◆ DOCUMENT PASSAGE
Hi Ken and all,
From: Ken Norton <ken@xxxxxxxxxxx>
>Although I agree with Moose's point on principle, in actual practice >using
a
>digital camera (even a crop sensor) is a good way of identifying what a
>lens
>is capable of.
Sure. At least it could spot the "dogs" easily. I have tried/compared many
lenses this way.
>You might not be able to see the corners in the crop-sensor
>camera, but at least the center region is measurable.
And in many lenses performance would degrade progressively from center to
corner, so it's possible to figure a higher degradation with FF.
>Except: There are certain lenses which exceed the resolution >threshold of
>the sensors.
Anyway, you may re-test these lenses with film, or those which exhibit fine
corner performance within the crop, in order to see if they still perform
that great in full-frame...
>All films exhibit some form lateral-halation (not
>halitosis) and the blur is typically not just one or two pixels like
>digital, but up to 10 pixels in the scan. That, however, is very film
>specific.

◆ GIVEN PROBLEM 1
For each statement about the lens-testing email, say yes or no as to whether it agrees with the email, and quote the exact words that decide it: (a) The writer has compared many lenses with a digital camera. (b) A crop-sensor camera lets you see the corners of a lens's image. (c) In a film scan, lateral-halation blur is typically only one or two pixels.
◆ GIVEN PROBLEM 2
Write a continuation of the lens-testing email, starting after its last sentence.
The items come from a separate source unrelated to the lens-testing email.

Entries from a point annotation set:
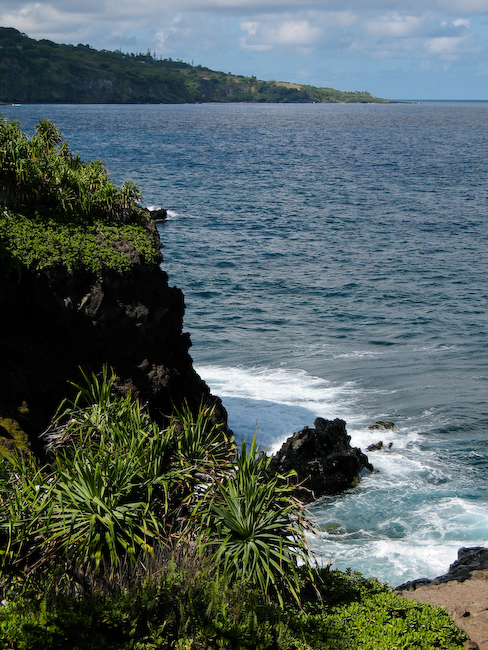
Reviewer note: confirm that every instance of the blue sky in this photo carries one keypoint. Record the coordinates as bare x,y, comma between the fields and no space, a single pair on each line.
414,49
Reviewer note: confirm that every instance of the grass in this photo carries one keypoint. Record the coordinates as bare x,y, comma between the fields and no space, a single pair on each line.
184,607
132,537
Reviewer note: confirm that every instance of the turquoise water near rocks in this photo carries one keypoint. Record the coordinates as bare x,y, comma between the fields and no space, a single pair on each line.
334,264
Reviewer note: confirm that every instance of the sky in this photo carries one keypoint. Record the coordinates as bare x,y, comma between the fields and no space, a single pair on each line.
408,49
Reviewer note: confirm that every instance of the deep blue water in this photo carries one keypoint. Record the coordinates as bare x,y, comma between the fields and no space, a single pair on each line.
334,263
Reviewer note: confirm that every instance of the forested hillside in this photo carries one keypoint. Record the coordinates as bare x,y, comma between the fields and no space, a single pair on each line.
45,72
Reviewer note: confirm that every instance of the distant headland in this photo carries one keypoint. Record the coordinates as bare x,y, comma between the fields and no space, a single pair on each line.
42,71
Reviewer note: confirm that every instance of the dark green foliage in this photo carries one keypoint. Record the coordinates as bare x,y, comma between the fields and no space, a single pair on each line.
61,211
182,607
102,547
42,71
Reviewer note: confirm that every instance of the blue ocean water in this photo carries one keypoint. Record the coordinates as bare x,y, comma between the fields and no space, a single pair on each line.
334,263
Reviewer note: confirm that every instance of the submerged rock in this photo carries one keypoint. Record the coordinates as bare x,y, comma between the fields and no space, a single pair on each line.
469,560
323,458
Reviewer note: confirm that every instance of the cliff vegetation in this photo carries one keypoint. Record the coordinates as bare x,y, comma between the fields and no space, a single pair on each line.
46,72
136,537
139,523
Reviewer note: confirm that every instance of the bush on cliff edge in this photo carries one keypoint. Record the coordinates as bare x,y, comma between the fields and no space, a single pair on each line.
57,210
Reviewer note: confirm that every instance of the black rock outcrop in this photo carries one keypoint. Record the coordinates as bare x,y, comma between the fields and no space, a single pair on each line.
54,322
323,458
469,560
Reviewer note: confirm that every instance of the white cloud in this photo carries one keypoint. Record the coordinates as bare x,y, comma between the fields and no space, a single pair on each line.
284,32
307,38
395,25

* * *

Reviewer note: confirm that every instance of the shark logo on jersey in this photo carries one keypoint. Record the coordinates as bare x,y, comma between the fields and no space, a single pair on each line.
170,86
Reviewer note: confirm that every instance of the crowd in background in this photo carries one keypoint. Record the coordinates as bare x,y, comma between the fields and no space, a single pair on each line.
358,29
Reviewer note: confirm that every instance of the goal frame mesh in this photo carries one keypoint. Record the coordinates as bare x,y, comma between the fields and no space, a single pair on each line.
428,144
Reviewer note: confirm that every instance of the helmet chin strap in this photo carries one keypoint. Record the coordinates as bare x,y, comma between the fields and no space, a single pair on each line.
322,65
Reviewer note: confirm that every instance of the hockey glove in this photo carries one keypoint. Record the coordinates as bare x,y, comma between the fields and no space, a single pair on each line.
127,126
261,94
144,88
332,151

◆ WRITTEN REPLY 1
(a) Yes: "I have tried/compared many lenses this way."
(b) No: "You might not be able to see the corners in the crop-sensor"
(c) No: "up to 10 pixels in the scan"

◆ WRITTEN REPLY 2
Digital sensor may have their issues, too. Just don't use FP4 or HP5 :-) :-)
:-)
About the test you were commenting (I don't have the link at hand)... I'm
not very sure about its results, not because of the crop, but afraid of some
possible operator errors -- if the Tamron 300/2.8 was _that_ bad wide open
(and the picture looks _just_ out of focus; not soft of fuzzy as aberrations
would render), there's NO way adding a teleconverter would improve things!
Cheers,
--
Carlos J. Santisteban Salinas
IES Turaniana (Roquetas de Mar, Almeria)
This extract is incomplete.